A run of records
* * * * * * * * *
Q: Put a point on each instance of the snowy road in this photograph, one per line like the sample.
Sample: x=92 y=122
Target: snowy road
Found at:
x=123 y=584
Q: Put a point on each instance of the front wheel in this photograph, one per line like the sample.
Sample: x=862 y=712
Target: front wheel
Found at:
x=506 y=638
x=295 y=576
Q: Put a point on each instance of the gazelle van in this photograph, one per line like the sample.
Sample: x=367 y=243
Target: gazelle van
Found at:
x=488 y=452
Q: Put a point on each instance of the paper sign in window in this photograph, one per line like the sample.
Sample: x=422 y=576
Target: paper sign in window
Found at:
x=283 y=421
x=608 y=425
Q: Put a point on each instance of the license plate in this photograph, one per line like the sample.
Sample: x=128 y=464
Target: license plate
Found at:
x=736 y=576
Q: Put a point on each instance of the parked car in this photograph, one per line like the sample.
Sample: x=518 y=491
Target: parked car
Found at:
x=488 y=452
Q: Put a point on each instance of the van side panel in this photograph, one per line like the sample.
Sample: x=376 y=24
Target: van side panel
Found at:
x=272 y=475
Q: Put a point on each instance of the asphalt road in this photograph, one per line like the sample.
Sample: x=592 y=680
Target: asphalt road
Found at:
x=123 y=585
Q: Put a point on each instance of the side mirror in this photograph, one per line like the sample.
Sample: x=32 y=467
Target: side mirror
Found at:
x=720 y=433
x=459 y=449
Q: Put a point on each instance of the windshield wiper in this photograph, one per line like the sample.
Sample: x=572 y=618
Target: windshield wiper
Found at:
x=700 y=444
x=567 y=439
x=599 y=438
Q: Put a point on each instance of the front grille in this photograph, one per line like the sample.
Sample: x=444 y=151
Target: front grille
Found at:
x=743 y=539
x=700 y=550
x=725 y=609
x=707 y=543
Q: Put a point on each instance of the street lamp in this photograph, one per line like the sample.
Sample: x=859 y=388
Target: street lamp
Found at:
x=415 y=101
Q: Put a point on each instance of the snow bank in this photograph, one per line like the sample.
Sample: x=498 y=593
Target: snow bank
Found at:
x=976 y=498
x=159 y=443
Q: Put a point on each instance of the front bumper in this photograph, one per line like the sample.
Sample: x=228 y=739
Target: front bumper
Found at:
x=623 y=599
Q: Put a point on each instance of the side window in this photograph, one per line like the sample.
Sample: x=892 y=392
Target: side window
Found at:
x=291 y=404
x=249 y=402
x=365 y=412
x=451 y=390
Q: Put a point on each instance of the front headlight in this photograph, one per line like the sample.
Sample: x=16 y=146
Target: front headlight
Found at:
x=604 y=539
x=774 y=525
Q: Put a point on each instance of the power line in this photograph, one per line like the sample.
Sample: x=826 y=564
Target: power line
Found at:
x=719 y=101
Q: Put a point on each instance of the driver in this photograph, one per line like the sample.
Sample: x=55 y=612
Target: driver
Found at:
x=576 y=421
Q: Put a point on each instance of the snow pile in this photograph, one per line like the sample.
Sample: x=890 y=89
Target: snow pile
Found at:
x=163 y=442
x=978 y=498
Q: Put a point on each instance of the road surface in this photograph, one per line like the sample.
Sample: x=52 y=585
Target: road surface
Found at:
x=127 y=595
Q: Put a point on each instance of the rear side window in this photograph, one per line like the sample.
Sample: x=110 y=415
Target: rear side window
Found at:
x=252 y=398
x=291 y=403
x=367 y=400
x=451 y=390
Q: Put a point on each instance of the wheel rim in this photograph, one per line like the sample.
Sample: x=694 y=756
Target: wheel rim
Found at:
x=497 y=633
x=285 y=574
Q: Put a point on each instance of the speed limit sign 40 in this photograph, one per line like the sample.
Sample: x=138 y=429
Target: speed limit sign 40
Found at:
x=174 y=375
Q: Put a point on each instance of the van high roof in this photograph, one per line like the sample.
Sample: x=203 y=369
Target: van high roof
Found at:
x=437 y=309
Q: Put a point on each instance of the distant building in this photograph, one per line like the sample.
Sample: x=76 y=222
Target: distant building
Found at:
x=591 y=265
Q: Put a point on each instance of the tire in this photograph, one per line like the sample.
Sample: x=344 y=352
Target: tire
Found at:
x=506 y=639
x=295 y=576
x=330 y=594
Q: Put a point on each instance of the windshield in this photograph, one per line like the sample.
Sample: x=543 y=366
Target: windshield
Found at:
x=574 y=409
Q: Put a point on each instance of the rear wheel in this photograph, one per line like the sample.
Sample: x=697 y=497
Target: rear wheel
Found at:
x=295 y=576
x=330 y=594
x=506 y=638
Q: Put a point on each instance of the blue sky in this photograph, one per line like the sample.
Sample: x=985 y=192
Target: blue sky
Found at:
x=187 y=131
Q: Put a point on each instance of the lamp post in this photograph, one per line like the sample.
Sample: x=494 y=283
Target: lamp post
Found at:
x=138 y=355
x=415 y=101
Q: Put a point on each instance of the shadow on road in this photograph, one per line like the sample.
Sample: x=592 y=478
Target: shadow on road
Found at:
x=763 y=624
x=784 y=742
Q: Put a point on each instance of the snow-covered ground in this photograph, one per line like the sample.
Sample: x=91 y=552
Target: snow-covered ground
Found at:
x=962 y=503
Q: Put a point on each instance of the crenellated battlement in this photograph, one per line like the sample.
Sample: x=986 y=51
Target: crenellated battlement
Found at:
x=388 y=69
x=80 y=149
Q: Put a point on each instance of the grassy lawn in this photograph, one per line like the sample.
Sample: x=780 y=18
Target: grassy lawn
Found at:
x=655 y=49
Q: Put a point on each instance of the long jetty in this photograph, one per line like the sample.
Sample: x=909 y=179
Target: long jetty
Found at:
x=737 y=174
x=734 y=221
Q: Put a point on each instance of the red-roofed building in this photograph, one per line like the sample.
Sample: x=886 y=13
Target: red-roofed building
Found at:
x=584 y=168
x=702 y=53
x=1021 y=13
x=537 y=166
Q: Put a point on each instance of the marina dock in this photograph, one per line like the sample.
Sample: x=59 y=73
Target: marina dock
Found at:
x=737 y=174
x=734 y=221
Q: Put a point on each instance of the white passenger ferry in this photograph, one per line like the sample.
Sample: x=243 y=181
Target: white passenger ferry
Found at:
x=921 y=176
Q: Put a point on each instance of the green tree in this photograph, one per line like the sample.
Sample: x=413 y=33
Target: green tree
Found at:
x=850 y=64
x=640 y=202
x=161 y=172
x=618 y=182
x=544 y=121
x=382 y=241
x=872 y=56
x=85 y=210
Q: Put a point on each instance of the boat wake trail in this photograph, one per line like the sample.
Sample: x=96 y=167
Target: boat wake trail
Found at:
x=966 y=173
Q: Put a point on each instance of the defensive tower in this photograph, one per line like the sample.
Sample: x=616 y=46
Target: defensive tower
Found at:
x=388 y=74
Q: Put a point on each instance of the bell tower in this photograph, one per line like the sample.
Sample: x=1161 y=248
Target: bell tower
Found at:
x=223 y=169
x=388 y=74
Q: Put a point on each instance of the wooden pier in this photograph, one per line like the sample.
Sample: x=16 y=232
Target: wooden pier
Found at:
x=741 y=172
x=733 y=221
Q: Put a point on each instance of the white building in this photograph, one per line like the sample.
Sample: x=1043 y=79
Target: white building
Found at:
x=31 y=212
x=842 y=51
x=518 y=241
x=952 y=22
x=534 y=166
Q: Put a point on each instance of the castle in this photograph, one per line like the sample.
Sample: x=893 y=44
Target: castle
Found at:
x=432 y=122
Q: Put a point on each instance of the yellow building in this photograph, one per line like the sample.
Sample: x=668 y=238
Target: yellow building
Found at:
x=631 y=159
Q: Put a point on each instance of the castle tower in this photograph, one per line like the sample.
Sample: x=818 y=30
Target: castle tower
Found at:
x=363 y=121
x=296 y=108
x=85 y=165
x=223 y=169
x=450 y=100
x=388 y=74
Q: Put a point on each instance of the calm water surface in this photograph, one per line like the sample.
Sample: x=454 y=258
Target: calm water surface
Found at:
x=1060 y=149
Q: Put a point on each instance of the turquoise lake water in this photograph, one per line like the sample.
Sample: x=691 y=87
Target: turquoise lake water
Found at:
* * * * * * * * *
§ INSTRUCTION: Take the data starting with the line containing "Q: Put a point on each instance of the van side" and going on through the line containing "x=272 y=475", and write it out again with "van side panel" swapped for "sliding door" throughout, leaving everything else unchanged. Return only those lines.

§ WRITTEN RESPONSE:
Q: Put a point on each instance of the sliding door in this photograph, one per line like the sample.
Sample: x=376 y=24
Target: sliding door
Found at:
x=272 y=475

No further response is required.